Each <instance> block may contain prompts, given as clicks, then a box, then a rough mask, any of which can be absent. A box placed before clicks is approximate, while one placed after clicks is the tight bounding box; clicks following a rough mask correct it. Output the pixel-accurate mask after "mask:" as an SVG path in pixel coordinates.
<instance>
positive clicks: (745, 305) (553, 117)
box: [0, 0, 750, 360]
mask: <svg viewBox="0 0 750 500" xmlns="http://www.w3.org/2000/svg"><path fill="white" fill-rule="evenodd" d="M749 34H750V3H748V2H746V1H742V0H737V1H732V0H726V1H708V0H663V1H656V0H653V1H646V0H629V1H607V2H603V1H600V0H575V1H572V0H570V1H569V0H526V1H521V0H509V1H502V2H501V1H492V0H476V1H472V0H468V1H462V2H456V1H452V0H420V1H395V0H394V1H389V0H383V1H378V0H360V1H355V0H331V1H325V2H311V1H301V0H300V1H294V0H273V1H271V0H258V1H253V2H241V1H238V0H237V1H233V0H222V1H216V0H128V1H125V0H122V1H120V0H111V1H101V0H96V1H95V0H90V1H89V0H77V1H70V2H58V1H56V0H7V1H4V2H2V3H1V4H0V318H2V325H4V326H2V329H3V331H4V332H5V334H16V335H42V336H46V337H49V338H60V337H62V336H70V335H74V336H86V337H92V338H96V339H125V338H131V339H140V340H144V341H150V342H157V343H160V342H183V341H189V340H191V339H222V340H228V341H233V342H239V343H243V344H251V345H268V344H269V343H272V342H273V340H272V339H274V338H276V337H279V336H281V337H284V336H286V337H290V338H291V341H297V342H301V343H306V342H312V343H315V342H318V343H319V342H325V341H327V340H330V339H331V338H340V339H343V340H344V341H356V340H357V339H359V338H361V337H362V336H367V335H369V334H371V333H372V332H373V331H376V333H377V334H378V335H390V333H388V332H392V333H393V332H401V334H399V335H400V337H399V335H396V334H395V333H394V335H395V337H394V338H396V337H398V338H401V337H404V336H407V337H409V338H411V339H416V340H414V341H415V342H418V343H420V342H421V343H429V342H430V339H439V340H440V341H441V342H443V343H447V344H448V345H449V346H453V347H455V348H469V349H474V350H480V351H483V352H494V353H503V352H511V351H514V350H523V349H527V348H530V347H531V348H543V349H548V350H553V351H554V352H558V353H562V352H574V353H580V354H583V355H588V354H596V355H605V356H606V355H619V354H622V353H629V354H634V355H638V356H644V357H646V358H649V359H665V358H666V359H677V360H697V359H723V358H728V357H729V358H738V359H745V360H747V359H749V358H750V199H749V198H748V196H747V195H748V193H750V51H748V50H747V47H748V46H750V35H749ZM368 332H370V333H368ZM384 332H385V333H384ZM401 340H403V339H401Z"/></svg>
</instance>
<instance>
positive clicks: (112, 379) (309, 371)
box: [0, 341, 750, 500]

EXERCISE PROMPT
Could you give everything from the line containing "</instance>" down to the end of the rows as a JSON list of strings, one string per line, with blank lines left out?

EXERCISE RESULT
[
  "</instance>",
  "<instance>",
  "positive clicks: (112, 379) (309, 371)",
  "box: [0, 341, 750, 500]"
]